The DOCG regulations allow producers to blend in up to 15% Vespolina and Uva Rara, two local varieties that can add aromatic lift or soften tannin. Some estates use this allowance. The best do not. Cantalupo vinifies 100% Spanna across every bottling, from the entry-level Ghemme to the single-vineyard Collis Breclemae, on the principle that blending dilutes the voice of the moraine. Having tasted both approaches side by side on more than one October evening in their cellar, I am inclined to agree.
In the Glass
Transparent garnet with an early orange rim. Red currant, blood orange, cedar, tobacco leaf, dried rose petal, a whisper of camphor. The palate is taut and mineral, with fine tannins that feel like silk pulled over stone. The acidity is bright without being sharp, and the finish carries a saline persistence that keeps pulling you back to the glass. This is a wine for porcini risotto, for braised rabbit, for aged Gorgonzola naturale, for a Tuesday in November when you need something that is both serious and comforting.
A History Longer Than Memory
There is a tendency, when talking about Piedmontese Nebbiolo, to begin and end with the Langhe. But the historical record tells a different story. Nebbiolo was cultivated in the Alto Piemonte during the medieval period, and by the Renaissance, wines from the hills around Novara were among the most sought-after in northern Italy. The Dukes of Savoy kept Ghemme on their tables. Papal courts imported it. In the nineteenth century, when Italian wine writers compiled their hierarchies, they placed Ghemme alongside the wines of Barolo, not beneath them.
Then the twentieth century happened. Phylloxera arrived. Two world wars emptied the countryside. The young left for Turin and Milan, and the vineyards, which had never been easy to farm, went to scrub. The Langhe recovered faster, had better cooperative infrastructure, was closer to major markets, and captured the international imagination. By the 1970s, Ghemme had all but disappeared from the conversation.

Rows of box annotation data
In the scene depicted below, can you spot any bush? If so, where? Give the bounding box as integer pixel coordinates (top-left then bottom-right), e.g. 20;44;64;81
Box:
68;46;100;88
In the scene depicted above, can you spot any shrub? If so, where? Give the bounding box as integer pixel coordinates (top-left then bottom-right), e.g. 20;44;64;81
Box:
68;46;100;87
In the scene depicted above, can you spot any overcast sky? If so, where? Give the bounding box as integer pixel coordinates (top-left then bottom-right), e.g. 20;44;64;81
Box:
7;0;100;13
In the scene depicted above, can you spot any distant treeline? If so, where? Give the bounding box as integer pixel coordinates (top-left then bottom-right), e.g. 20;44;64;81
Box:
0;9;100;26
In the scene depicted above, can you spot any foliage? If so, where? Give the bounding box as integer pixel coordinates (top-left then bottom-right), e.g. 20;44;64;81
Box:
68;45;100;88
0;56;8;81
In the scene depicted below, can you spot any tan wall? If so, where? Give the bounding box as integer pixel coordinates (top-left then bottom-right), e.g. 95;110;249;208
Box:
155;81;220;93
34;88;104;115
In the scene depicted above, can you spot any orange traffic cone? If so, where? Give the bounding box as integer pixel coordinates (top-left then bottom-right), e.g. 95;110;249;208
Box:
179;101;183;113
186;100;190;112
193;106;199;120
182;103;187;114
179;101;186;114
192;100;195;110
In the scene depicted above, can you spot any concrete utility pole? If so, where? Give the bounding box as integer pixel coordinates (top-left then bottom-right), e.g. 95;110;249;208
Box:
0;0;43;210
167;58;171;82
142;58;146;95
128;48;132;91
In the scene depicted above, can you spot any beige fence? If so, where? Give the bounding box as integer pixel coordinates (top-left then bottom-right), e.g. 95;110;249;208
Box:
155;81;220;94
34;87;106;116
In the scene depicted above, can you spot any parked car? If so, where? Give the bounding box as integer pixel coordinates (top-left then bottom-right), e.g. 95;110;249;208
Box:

### Things to do
a. According to the text about Ghemme wine, how much Vespolina and Uva Rara do the DOCG regulations let producers blend in?
b. In the text about Ghemme wine, list every aroma named in the tasting note under "In the Glass".
c. Write the next part of the text about Ghemme wine, picking up after its final sentence.

### Final answers
a. Up to 15%.

b. Red currant, blood orange, cedar, tobacco leaf, dried rose petal, camphor

c.
What saved it was stubbornness. A handful of families refused to walk away. Carlo Arlunno replanted for quality in 1969 and formally established Antichi Vigneti di Cantalupo on the third of May, 1977. His son Alberto, who trained in agriculture and enology, released the estate's first bottled Ghemme from the 1974 vintage. Now Alberto's daughter Benedetta is the incoming fourth generation, and the estate produces four distinct crus from 34 hectares of moraine vineyard, including the Collis Breclemae that Antonio Galloni scored 98 points and called one of the finest wines in the appellation.
Wild, exotic and totally beguiling. Only showing a hint of its potential.Antonio Galloni, Vinous, 98 pts (Cantalupo Collis Breclemae)
At the Table
I have been thinking about Ghemme as a food wine for as long as I have been drinking it, which is to say since my father opened a bottle at a family dinner outside Novara when I was nineteen and old enough to understand what I was tasting. He paired it with a slow-braised rabbit that his aunt had made with rosemary and white wine, and the way the wine's acidity cut through the richness of the braise, the way the mineral finish reset the palate between bites, told me everything I needed to know about what this appellation could do at a table.
Ghemme belongs with food that has depth but not heaviness. Porcini risotto in the autumn. Braised rabbit or guinea fowl in the winter. Aged Gorgonzola naturale with a drizzle of chestnut honey. Tajarin with butter and sage. It is a wine that works beautifully by the glass precisely because its tannins are fine enough and its acidity high enough to pair with a wider range of dishes than most Nebbiolo. A sommelier can pour it alongside a mushroom risotto at the start of the evening and a braised meat course at the end, and it will be the right wine both times.
The appellation remains small, fewer than a dozen serious producers, and total production is a fraction of what the Langhe generates. There is no industrial Ghemme, no bulk Spanna, no brand-recognition premium inflating the price. For the moment, this is still a wine that disappears from allocation lists before most buyers know it exists, sourced by the kind of sommelier who reads the small print on an import sheet and recognizes the name of a grape before the name of a region.
If you have not poured Ghemme yet, start with the Cantalupo. Open it on a cool evening with something braised. Give it an hour in a decanter if you can, though it will not punish you if you cannot. And pay attention to the finish, that long, saline, mineral thread that lingers after the fruit has faded. That is the moraine talking. That is ten thousand years of glacier, pressed into a glass.